• _Instructions to follow_: Make an exact copy of the lines below.

• _Material provided_:
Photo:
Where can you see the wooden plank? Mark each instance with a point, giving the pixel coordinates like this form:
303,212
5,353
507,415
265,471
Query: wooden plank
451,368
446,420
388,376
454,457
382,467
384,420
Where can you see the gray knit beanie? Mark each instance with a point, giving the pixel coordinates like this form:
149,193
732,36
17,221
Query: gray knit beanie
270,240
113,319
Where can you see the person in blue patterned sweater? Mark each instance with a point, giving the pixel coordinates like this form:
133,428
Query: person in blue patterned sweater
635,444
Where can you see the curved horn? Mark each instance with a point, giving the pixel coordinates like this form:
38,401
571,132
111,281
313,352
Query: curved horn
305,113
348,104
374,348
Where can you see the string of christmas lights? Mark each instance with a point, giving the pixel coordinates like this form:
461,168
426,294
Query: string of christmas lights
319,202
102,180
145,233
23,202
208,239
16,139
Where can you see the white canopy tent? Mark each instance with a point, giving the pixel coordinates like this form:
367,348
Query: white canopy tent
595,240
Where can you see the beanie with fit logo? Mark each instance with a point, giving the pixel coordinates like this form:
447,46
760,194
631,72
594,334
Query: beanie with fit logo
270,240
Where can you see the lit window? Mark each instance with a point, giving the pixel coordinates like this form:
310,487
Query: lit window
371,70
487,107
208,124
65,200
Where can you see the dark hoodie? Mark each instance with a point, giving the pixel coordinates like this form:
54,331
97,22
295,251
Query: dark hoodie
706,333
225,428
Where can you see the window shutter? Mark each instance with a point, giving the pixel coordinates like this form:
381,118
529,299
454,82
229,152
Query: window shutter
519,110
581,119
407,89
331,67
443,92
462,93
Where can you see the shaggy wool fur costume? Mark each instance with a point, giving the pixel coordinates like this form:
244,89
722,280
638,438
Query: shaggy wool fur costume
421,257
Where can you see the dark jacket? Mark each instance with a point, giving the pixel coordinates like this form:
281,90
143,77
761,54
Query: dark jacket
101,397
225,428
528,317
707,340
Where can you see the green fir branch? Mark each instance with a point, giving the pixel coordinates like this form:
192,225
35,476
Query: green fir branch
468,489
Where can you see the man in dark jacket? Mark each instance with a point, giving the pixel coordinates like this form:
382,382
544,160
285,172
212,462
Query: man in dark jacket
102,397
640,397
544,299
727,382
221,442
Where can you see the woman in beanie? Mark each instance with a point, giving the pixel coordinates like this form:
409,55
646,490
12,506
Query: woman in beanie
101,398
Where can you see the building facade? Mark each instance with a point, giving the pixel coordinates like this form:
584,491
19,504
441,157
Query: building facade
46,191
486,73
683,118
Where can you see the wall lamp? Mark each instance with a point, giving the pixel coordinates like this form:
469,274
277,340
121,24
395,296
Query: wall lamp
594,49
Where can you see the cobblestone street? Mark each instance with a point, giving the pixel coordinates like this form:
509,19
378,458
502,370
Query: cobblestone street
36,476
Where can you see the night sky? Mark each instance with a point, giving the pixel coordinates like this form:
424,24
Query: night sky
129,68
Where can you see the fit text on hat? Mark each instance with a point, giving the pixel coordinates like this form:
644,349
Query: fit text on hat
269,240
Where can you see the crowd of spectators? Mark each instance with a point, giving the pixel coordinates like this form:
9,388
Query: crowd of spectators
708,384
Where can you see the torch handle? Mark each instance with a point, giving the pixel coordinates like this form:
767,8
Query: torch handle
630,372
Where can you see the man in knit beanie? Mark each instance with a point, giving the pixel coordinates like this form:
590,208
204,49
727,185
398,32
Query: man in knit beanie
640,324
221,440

• _Written response_:
Photo:
Where can you see the wooden plank? Mark each instance with a point, giving the pixel coordinates like this form:
303,212
5,353
507,415
265,471
Query: wooden plank
451,368
446,420
388,376
454,457
382,467
384,420
Where can you see the gray knit beanie? Mark each instance with a point, giving the pixel coordinates like this form:
149,193
732,36
17,221
Query: gray knit beanie
270,240
113,319
Where can you see the person in blue patterned sweater? Mark each instance with a point, giving the pixel coordinates like this form:
133,428
Query: person in blue patterned sweater
635,444
Where can you see the curved horn? Mark each instance with a point, giving the pixel coordinates like this form:
38,401
571,132
111,281
313,352
Query: curved horn
305,113
348,104
374,348
Where can you see the string of christmas lights? Mark each instance with a point, giving the pixel coordinates like this form:
461,168
426,294
Query: string of christmas lights
319,202
102,180
145,233
23,202
208,239
16,139
Where can you see the white canopy tent? Mark each instance with a point, giving the pixel coordinates like this form:
367,348
Query: white canopy tent
595,240
Where can you see the beanie with fit logo? Mark each instance with a point, giving the pixel coordinates like this form:
447,46
760,194
631,72
594,334
Query: beanie with fit logo
270,240
Where can you see the lit window? Mark each instance with a point, giving the pixel coordinates like this form:
310,487
Query: lit window
371,70
487,107
208,124
65,200
Where can you see the dark hoodie? Mark each instance with a point, giving the pixel coordinates like this form:
54,331
97,22
295,251
Query: dark hoodie
706,333
225,428
Where can you see the window shutter? Mark each instance with a point, giving the pixel coordinates like this form:
381,118
529,299
454,82
229,152
Query: window shutter
519,110
581,119
407,89
331,67
443,92
462,93
Where can you see the shaggy wool fur costume? Mark each instance with a point, giving the pixel coordinates like this form:
244,89
722,280
638,438
Query: shaggy wool fur costume
421,257
Where can you see the dark jacket? Mark each instance with a point, giving the pixel coordinates like this form:
281,90
143,77
761,54
Query: dark jacket
101,397
225,428
528,317
707,340
Where can you see the green fir branch? Mark each instance with a point, giving the pixel coordinates like this form:
192,225
35,476
Query: green fir branch
468,489
Where can you see the man in dark jacket? Mark each instance with a point, giving the pixel coordinates like this form:
382,382
544,160
285,172
212,462
Query: man in dark jacket
102,397
640,397
544,299
727,382
221,442
Where can you see the woman in beanie? Mark each instance with a point, giving the pixel coordinates like this form:
409,55
646,490
12,506
Query: woman in beanie
101,398
Where can you see the building facade? Mark each instance with a point, giving the pixel coordinates like this form:
584,491
19,504
441,157
Query: building facade
46,191
486,73
683,118
Where can you see the wall lamp? Mark each instance with a point, giving the pixel coordinates like this form:
469,274
277,340
121,24
395,296
Query: wall lamp
594,49
Where can you see the cobblestone street? Mark each instance with a point, giving the pixel coordinates like this form:
509,19
378,458
502,370
Query: cobblestone street
36,476
Where can you see the night sky? Mark each instance with a point, giving the pixel coordinates like this form:
424,24
Query: night sky
129,68
Where can you see the fit text on hat? Mark each instance with a point, giving the pixel coordinates like this form:
644,349
Query: fit text on hat
269,240
Where can you see the crowd of spectators? Mark each instance with a point, giving the pixel coordinates like this form:
9,388
Query: crowd of spectators
708,384
Where can you see the torch handle? Mark each instance with a point, giving the pixel coordinates like this form:
767,8
Query: torch handle
630,372
Where can you see the man in knit beanie? Mark each instance with a point, giving the pixel coordinates like this form:
590,208
204,49
727,185
398,32
Query: man in knit beanie
640,324
221,440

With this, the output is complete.